Aufgabenstellung →
Erkläre anhand des Redeauszugs, warum die Bundeskanzlerin und der Bundeswirtschaftsminister darin Unterstützung zugesagt bekommen. Antworte in ein bis zwei Sätzen.

Klimaschutzziele kann man nicht allein im Kraftwerkspark umsetzen, es sei denn, man will Deutschland deindustrialisieren; das ist ganz klar. Aber es ist eben auch richtig, dass das Bundeskabinett unter Leitung der Bundeskanzlerin Angela Merkel, die auf der internationalen Konferenz in Paris mit anderen Ländern dieser Welt verhandlungsfähig sein will, beschlossen hat, dass der Kraftwerkspark bis 2020 einen Beitrag zur Reduzierung der CO2-Emissionen im Umfang von 22 Millionen Tonnen leisten soll. Deshalb sagen wir: Wir unterstützen die Bundeskanzlerin und den Bundeswirtschaftsminister, damit Ernst zu machen, und der Koalitionspartner ist genauso eingeladen, die Bundeskanzlerin bei diesem Ziel zu unterstützen.

(Beifall bei der SPD)

Wir können gerne darüber reden, wie wir es umsetzen. Ich sage: Das vorgeschlagene Instrument ist interessant. Wir müssen es hinsichtlich der Frage, welche Auswirkungen es auf den Strompreis hat, und der Frage, was es für einzelne Regionen im Strukturwandel bedeutet, überprüfen. Das muss man vernünftig miteinander besprechen und dann ausgestalten. Aber nichts tun, Kollege Pfeiffer, sich wegducken bei der ganzen Sache, das zählt nicht.

(Dr. Joachim Pfeiffer [CDU/CSU]: Das -machen wir nicht!)

Wir werden gemeinsam ein Instrument finden müssen. Das sind Sie Ihrer Kanzlerin, vor allen Dingen aber dem Klimaschutz in Deutschland schuldig, meine Damen und Herren.

Auszüge der Datensätze →
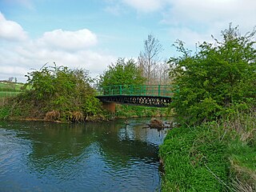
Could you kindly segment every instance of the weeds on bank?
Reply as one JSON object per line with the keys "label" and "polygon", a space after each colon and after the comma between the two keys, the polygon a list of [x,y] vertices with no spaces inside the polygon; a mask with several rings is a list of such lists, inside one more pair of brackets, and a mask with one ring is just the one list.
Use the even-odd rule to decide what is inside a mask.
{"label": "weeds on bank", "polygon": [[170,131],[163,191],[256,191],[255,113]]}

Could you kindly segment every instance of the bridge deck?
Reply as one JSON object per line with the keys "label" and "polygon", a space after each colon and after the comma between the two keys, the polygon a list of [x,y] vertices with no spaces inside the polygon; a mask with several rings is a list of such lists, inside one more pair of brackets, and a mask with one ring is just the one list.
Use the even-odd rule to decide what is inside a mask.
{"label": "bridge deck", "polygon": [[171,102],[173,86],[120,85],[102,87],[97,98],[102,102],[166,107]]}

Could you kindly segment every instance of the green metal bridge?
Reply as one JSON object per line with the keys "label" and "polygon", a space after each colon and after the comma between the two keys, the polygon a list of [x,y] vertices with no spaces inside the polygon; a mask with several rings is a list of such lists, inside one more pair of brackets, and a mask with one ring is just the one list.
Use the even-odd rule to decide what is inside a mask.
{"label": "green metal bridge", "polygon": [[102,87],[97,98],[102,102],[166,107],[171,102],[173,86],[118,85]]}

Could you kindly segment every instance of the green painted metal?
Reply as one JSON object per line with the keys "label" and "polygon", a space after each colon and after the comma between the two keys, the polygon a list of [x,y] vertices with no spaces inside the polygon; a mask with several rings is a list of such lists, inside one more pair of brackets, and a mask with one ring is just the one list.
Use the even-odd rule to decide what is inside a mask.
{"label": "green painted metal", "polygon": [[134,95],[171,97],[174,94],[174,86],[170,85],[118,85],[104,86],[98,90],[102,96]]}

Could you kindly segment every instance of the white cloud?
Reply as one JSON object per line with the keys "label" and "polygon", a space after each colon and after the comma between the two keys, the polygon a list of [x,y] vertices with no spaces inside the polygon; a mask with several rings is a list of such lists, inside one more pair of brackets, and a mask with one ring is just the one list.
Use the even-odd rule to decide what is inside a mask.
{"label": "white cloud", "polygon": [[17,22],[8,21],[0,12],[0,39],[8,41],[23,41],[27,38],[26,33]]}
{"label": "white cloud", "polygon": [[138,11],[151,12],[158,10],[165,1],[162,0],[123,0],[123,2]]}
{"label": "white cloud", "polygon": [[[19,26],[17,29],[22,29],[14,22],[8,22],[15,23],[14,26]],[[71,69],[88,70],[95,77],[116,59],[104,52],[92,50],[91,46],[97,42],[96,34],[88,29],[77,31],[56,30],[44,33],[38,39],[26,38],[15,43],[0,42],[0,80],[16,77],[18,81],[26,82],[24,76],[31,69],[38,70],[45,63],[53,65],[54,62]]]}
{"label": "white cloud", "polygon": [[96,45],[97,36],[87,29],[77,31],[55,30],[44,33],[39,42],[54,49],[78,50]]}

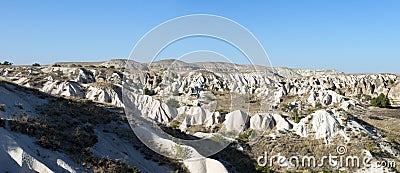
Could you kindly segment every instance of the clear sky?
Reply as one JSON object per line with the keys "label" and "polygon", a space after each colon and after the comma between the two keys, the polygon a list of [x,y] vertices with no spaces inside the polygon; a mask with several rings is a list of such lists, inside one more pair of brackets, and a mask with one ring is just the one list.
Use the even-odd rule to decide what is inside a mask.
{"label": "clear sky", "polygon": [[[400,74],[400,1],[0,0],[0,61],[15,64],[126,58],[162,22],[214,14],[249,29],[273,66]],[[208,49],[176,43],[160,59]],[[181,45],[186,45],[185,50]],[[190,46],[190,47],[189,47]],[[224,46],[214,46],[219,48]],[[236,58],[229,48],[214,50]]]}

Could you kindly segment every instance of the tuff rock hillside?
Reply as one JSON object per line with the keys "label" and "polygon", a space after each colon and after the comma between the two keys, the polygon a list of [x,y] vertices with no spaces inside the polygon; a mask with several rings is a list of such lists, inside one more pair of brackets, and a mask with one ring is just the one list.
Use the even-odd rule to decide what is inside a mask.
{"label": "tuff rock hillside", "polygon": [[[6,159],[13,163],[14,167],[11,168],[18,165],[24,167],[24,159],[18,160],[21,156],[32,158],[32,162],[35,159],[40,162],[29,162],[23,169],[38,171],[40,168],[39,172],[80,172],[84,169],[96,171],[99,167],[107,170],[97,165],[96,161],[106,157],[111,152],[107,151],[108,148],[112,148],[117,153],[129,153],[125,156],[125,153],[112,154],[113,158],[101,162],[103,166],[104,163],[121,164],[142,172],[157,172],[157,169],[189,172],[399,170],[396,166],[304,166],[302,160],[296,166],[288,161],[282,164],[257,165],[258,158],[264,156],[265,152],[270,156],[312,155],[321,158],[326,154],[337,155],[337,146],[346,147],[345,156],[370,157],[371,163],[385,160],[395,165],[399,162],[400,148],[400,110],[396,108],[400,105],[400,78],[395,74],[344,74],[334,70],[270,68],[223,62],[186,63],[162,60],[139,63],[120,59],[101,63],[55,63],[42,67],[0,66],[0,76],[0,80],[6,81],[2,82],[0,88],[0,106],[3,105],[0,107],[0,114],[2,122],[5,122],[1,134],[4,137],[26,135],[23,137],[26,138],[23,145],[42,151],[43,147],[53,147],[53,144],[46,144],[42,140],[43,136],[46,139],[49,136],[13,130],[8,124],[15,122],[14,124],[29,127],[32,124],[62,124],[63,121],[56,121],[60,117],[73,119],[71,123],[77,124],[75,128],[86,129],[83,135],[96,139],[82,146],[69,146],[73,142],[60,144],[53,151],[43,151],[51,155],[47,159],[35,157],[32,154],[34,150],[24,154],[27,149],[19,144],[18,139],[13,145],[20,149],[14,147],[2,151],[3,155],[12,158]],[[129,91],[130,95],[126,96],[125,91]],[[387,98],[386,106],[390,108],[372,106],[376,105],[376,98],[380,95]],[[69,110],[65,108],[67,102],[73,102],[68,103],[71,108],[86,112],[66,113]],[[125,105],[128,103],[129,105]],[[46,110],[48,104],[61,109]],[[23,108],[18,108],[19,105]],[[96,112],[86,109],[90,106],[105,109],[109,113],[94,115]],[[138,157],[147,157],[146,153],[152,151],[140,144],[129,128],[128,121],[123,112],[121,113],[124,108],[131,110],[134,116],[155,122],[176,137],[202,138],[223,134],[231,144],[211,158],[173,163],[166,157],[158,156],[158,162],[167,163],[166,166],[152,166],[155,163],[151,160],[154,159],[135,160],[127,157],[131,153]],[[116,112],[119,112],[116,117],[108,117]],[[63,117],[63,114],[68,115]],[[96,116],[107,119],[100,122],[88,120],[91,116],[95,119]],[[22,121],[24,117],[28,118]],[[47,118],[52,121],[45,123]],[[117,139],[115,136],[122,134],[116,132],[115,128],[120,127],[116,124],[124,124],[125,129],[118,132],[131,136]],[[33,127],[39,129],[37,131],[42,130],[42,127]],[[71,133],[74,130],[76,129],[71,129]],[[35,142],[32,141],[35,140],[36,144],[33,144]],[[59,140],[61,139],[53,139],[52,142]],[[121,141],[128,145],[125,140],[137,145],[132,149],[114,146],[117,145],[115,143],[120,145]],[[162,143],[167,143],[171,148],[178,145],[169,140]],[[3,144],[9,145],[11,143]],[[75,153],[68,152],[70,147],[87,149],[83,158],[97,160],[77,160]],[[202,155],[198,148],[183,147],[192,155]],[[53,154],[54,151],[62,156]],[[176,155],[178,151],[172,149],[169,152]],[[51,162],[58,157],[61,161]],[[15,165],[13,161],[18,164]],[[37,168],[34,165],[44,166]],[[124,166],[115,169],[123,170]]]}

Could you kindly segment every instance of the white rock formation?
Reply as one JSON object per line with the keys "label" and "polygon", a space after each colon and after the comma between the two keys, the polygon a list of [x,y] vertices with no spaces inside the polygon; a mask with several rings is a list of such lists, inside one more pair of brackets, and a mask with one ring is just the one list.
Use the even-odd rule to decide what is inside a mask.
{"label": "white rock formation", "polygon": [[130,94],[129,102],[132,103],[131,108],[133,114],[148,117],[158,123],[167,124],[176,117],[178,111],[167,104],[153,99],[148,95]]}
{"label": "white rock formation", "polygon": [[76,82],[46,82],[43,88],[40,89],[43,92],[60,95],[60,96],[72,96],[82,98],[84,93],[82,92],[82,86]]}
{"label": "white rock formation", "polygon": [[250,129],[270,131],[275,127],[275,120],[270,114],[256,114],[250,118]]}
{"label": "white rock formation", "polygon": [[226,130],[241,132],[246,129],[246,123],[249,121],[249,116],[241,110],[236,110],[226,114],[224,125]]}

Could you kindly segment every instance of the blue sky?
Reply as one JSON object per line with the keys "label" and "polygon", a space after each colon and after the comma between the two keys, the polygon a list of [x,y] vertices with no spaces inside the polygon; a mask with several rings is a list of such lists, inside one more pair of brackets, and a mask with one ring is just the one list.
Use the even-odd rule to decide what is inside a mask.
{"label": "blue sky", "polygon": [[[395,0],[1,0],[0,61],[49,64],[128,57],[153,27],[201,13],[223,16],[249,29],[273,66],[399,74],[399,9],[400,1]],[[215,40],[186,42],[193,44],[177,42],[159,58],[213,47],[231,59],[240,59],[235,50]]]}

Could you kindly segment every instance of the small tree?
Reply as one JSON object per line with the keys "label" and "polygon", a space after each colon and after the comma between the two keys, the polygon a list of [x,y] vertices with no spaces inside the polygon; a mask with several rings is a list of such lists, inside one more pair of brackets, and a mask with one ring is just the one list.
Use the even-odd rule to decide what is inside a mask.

Richtige Lösung →
Das Bundeskabinett unter Leitung von Angela Merkel hat beschlossen, dass der Kraftwerkspark bis 2020 einen Beitrag zur Reduzierung der CO2-Emissionen im Umfang von 22 Millionen Tonnen leisten soll. Deshalb wird die Unterstützung zugesagt, damit Ernst zu machen.